> **Task prompt**
Only the pictures stay out; every record is to be quoted exactly.

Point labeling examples
— start —

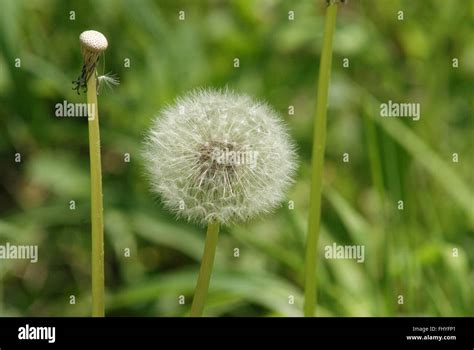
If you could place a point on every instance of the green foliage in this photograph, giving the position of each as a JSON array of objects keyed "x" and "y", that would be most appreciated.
[{"x": 408, "y": 252}]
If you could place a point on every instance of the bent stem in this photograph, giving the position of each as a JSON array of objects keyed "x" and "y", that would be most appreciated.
[
  {"x": 319, "y": 143},
  {"x": 205, "y": 271},
  {"x": 97, "y": 220}
]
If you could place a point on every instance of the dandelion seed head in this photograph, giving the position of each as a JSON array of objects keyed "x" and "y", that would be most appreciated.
[{"x": 219, "y": 171}]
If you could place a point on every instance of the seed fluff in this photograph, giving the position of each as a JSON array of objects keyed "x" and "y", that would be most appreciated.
[{"x": 215, "y": 155}]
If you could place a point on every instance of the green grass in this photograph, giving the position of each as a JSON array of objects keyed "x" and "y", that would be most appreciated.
[{"x": 408, "y": 252}]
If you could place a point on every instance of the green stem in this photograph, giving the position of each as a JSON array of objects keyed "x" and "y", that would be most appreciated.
[
  {"x": 97, "y": 220},
  {"x": 206, "y": 269},
  {"x": 317, "y": 161}
]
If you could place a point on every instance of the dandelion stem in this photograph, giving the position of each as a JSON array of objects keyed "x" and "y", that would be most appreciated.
[
  {"x": 97, "y": 220},
  {"x": 205, "y": 271},
  {"x": 317, "y": 161}
]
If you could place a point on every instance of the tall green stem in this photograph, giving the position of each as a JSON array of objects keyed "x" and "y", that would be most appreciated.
[
  {"x": 317, "y": 161},
  {"x": 97, "y": 220},
  {"x": 206, "y": 269}
]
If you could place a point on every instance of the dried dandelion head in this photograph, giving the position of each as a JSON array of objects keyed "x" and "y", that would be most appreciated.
[
  {"x": 93, "y": 43},
  {"x": 219, "y": 156}
]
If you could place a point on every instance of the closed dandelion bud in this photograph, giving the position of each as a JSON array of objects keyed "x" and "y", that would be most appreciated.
[{"x": 217, "y": 156}]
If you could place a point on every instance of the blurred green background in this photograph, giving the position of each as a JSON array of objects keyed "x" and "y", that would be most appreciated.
[{"x": 409, "y": 252}]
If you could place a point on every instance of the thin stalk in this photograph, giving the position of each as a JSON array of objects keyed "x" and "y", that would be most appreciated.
[
  {"x": 205, "y": 271},
  {"x": 97, "y": 220},
  {"x": 317, "y": 161}
]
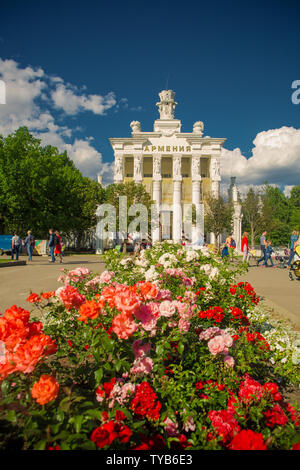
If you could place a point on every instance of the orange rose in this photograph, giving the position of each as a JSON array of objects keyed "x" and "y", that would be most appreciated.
[
  {"x": 148, "y": 291},
  {"x": 17, "y": 312},
  {"x": 47, "y": 295},
  {"x": 45, "y": 390},
  {"x": 123, "y": 326},
  {"x": 90, "y": 309},
  {"x": 34, "y": 298},
  {"x": 127, "y": 302}
]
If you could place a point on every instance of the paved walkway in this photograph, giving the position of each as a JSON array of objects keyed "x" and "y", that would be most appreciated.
[
  {"x": 277, "y": 291},
  {"x": 40, "y": 275}
]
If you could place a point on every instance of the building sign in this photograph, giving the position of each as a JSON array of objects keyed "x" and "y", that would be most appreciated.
[{"x": 167, "y": 148}]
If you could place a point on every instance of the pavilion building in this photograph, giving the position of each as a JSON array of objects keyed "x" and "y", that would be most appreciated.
[{"x": 177, "y": 168}]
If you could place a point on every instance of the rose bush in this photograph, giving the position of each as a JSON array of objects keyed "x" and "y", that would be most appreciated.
[{"x": 161, "y": 351}]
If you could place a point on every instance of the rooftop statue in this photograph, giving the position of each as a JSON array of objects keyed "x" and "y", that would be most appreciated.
[{"x": 167, "y": 105}]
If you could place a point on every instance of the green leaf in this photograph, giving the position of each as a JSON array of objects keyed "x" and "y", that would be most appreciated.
[
  {"x": 98, "y": 376},
  {"x": 40, "y": 445},
  {"x": 11, "y": 416},
  {"x": 78, "y": 420}
]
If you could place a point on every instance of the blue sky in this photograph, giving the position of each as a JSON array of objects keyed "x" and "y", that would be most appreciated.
[{"x": 230, "y": 63}]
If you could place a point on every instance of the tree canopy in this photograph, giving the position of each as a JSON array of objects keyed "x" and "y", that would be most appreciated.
[
  {"x": 273, "y": 211},
  {"x": 41, "y": 188},
  {"x": 218, "y": 215}
]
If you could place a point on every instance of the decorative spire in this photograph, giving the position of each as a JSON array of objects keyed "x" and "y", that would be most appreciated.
[{"x": 167, "y": 105}]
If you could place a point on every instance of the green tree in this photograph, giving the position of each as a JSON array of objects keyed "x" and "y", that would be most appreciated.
[
  {"x": 277, "y": 211},
  {"x": 252, "y": 214},
  {"x": 218, "y": 215},
  {"x": 295, "y": 205},
  {"x": 135, "y": 194}
]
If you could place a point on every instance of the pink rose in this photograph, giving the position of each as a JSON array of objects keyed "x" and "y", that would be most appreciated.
[
  {"x": 171, "y": 427},
  {"x": 216, "y": 345},
  {"x": 229, "y": 361},
  {"x": 106, "y": 276},
  {"x": 167, "y": 308},
  {"x": 142, "y": 365}
]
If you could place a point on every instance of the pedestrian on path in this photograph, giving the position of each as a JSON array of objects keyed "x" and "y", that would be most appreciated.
[
  {"x": 268, "y": 255},
  {"x": 15, "y": 245},
  {"x": 57, "y": 249},
  {"x": 293, "y": 240},
  {"x": 245, "y": 247},
  {"x": 263, "y": 246},
  {"x": 231, "y": 245},
  {"x": 30, "y": 244},
  {"x": 52, "y": 244}
]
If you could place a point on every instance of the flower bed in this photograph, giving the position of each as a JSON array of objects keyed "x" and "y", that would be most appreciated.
[{"x": 162, "y": 351}]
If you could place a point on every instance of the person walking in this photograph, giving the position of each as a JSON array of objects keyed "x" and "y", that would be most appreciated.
[
  {"x": 15, "y": 245},
  {"x": 293, "y": 240},
  {"x": 231, "y": 245},
  {"x": 245, "y": 247},
  {"x": 263, "y": 246},
  {"x": 52, "y": 245},
  {"x": 57, "y": 248},
  {"x": 30, "y": 244},
  {"x": 268, "y": 255}
]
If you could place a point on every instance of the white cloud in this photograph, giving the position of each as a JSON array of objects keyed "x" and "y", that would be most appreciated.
[
  {"x": 275, "y": 158},
  {"x": 88, "y": 160},
  {"x": 28, "y": 93},
  {"x": 287, "y": 190}
]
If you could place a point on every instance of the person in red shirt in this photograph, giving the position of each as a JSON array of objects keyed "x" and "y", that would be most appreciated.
[
  {"x": 57, "y": 250},
  {"x": 245, "y": 247}
]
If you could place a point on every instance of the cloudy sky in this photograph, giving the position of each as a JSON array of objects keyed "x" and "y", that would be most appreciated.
[{"x": 79, "y": 73}]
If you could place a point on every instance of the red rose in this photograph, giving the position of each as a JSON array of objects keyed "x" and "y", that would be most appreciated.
[
  {"x": 124, "y": 432},
  {"x": 104, "y": 435},
  {"x": 119, "y": 416},
  {"x": 248, "y": 440}
]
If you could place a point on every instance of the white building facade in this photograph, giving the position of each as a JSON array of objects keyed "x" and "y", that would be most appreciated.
[{"x": 177, "y": 168}]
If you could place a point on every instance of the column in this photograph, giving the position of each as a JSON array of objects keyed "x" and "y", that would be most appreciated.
[
  {"x": 177, "y": 207},
  {"x": 215, "y": 184},
  {"x": 156, "y": 196},
  {"x": 198, "y": 228},
  {"x": 138, "y": 168},
  {"x": 215, "y": 175},
  {"x": 119, "y": 168},
  {"x": 177, "y": 211}
]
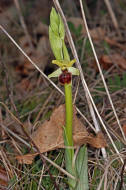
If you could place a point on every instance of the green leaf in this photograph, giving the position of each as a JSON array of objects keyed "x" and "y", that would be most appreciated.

— end —

> **Solved exercise**
If you could place a point on every instance of the green foliage in this photograph, giving the position of each as a JSON array of objects keyed "x" and "y", that would be most appreciated.
[{"x": 408, "y": 252}]
If you could place a point on every instance of the bent stem in this photograph, giving the position of each as a JSON array of objects keyed "x" and "y", that would be most appreciated.
[
  {"x": 319, "y": 143},
  {"x": 205, "y": 271},
  {"x": 97, "y": 220}
]
If you could place a point on every instance of the dandelion seed head in this photograph, giving the position of each as a JSON array of objects keyed "x" and "y", that would be most appreciated.
[{"x": 219, "y": 171}]
If you could place a point on every instance of the seed fluff in this photograph, giving the position of each as a JSON array of objects keyed "x" and "y", that would be most appreciated.
[{"x": 215, "y": 155}]
If you could place a point on every instance of the green grass in this photograph, giving the position of each as a JSON array of objects keyed "x" and "y", that would be most appreciated.
[{"x": 408, "y": 252}]
If you could place a point on every instance of the green stem in this photograph, giving the position of each as a JSON array of objects keyed "x" and "y", that would be most appreciated.
[
  {"x": 97, "y": 220},
  {"x": 206, "y": 269},
  {"x": 317, "y": 161}
]
If you could place a point on every instance of the dandelion stem in this photograph, giving the position of each as a JSON array of objects keyed "x" and "y", that would be most appreciated.
[
  {"x": 97, "y": 220},
  {"x": 205, "y": 271},
  {"x": 317, "y": 161}
]
If you could place a point on every instance of the tall green stem in this photograph, giving the position of each as a JSON array of objects keyed "x" and "y", that would be most appreciated.
[
  {"x": 317, "y": 161},
  {"x": 97, "y": 220},
  {"x": 206, "y": 269}
]
If you could place a point on every instance of the dried dandelion head in this photograph, giving the position of each as a JSON array of objects keyed "x" and "y", that would be most appreciated.
[
  {"x": 93, "y": 43},
  {"x": 219, "y": 156}
]
If you could place a point on every instance of the closed dandelion bud in this photograph, giving the position of each as a JSON array of objects keyed "x" and "y", that would be most appreciated.
[{"x": 217, "y": 156}]
If you could place a point on every instance of the blurred green background in this photograph, giving the position of each as a JSON array of objects keyed "x" and "y", that would be most appreciated.
[{"x": 409, "y": 252}]
If you could place a point on every instance of the thin stalk in this photograph, giving the position of each as a JSON array of objects keyed "x" and "y", that would be most appreciated.
[
  {"x": 205, "y": 271},
  {"x": 97, "y": 220},
  {"x": 317, "y": 161}
]
If you could place a point on every instance of the orange rose in this photograph, giving the position of each as a JSON array of objects keyed "x" and "y", that would be most appreciated.
[
  {"x": 148, "y": 291},
  {"x": 17, "y": 312},
  {"x": 47, "y": 295},
  {"x": 45, "y": 390},
  {"x": 123, "y": 326},
  {"x": 90, "y": 309},
  {"x": 34, "y": 298},
  {"x": 127, "y": 302}
]
If you could place a point on every instance of the paved walkway in this photograph, giving the position of each as a JSON array of objects keyed "x" and "y", that would be most appreciated.
[
  {"x": 277, "y": 291},
  {"x": 40, "y": 275}
]
If you could place a point on every instance of the building sign in this photograph, giving the position of each as a JSON array of objects keyed "x" and "y", that would be most appreciated.
[{"x": 167, "y": 148}]
If you could place a point on every instance of the pavilion building in this photograph, giving the position of each as a JSON array of objects keyed "x" and "y", that would be most appreciated.
[{"x": 177, "y": 168}]
If you could place a point on every instance of the rose bush in this photograph, giving the position of each as a JSON array of objects keyed "x" and "y", that would be most appreciated.
[{"x": 161, "y": 351}]
If you could place a point on every instance of the rooftop statue in this photograph, giving the position of each as a JSON array of objects keyed "x" and "y", that would be most appreciated.
[{"x": 167, "y": 105}]
If you could place a point on every instance of the green leaf in this photograph, giving the position of each as a JSON array of objects keyed "x" and "y", that would be most appreciated.
[
  {"x": 98, "y": 376},
  {"x": 40, "y": 445},
  {"x": 11, "y": 416},
  {"x": 78, "y": 420}
]
If you could place a point on every instance of the blue sky in this photograph, giving the position of each as a JSON array of objects keyed "x" and "y", that would be most appreciated.
[{"x": 230, "y": 63}]
If you could place a point on every instance of the tree canopy in this photograph, giving the position of each as a JSON array of objects keyed "x" and "y", that would be most appreciated.
[
  {"x": 273, "y": 211},
  {"x": 41, "y": 188},
  {"x": 218, "y": 215}
]
If you could place a point on every instance of the decorative spire in this photograph, giving the position of each as a JSON array of objects keyed "x" and "y", that would be most appreciated.
[{"x": 167, "y": 105}]
If you could place a point on every instance of the green tree in this photograph, giving the position of each as a JSON array of objects keyed "x" and "y", that would be most appreciated.
[
  {"x": 277, "y": 211},
  {"x": 252, "y": 214},
  {"x": 218, "y": 215},
  {"x": 295, "y": 205},
  {"x": 135, "y": 194}
]
If you could place a point on every instance of the pink rose in this photograph, giving the position of each as a JSON array of objects keyed "x" and "y", that would be most appreciated.
[
  {"x": 171, "y": 427},
  {"x": 216, "y": 345},
  {"x": 229, "y": 361},
  {"x": 106, "y": 276},
  {"x": 167, "y": 308},
  {"x": 142, "y": 365}
]
If you could place a point on every instance of the pedestrian on path in this photograph, giving the position of each as a JSON array of objects keyed "x" and "y", that would be most appreciated.
[
  {"x": 268, "y": 255},
  {"x": 15, "y": 245},
  {"x": 57, "y": 249},
  {"x": 293, "y": 240},
  {"x": 245, "y": 247},
  {"x": 263, "y": 246},
  {"x": 231, "y": 245},
  {"x": 30, "y": 244},
  {"x": 52, "y": 244}
]
If you could place a point on every instance of the flower bed in this photograph, giving the position of each as a JSON array of objects keyed "x" and "y", that would be most appreciated.
[{"x": 162, "y": 351}]
If you could place a point on every instance of the person walking in this photograph, giving the position of each as a JSON array of objects keyed "x" and "y", that would be most appreciated.
[
  {"x": 15, "y": 245},
  {"x": 293, "y": 240},
  {"x": 231, "y": 245},
  {"x": 245, "y": 247},
  {"x": 263, "y": 246},
  {"x": 52, "y": 245},
  {"x": 57, "y": 248},
  {"x": 30, "y": 244},
  {"x": 268, "y": 255}
]
If you could place a point on every instance of the white cloud in this photograph, giving the position of each as a JSON array of objects keyed "x" and "y", that would be most appreciated.
[
  {"x": 275, "y": 158},
  {"x": 88, "y": 160},
  {"x": 28, "y": 93},
  {"x": 287, "y": 190}
]
If you could place a point on every instance of the person in red shirt in this photograph, giving the position of each as a JSON array of objects keyed "x" and "y", that would be most appreciated.
[
  {"x": 57, "y": 250},
  {"x": 245, "y": 247}
]
If you could place a point on every instance of the cloudy sky in this photograph, giving the position of each as a JSON array of objects keyed "x" and "y", that would be most appreciated.
[{"x": 79, "y": 73}]
If you could place a point on every instance of the red rose in this photograph, giving the position of each as a JSON array of objects keyed "x" and "y", that would be most appreciated.
[
  {"x": 124, "y": 432},
  {"x": 104, "y": 435},
  {"x": 119, "y": 416},
  {"x": 248, "y": 440}
]
If you could place a point on every instance of the white building facade in this photograph, giving the position of each as a JSON array of objects keyed "x" and "y", that would be most appreciated.
[{"x": 177, "y": 168}]
If you could place a point on every instance of the column in this photograph, giving the position of each as a JSON array of objects keyed "x" and "y", that would be most appreciated.
[
  {"x": 177, "y": 207},
  {"x": 215, "y": 184},
  {"x": 156, "y": 196},
  {"x": 198, "y": 228},
  {"x": 138, "y": 168},
  {"x": 215, "y": 175},
  {"x": 119, "y": 168},
  {"x": 177, "y": 211}
]
If you could place a point on every instance of the green leaf in this photograph, giving the position of each as a JSON array of objects keyed "x" and "y", that would be most appreciated.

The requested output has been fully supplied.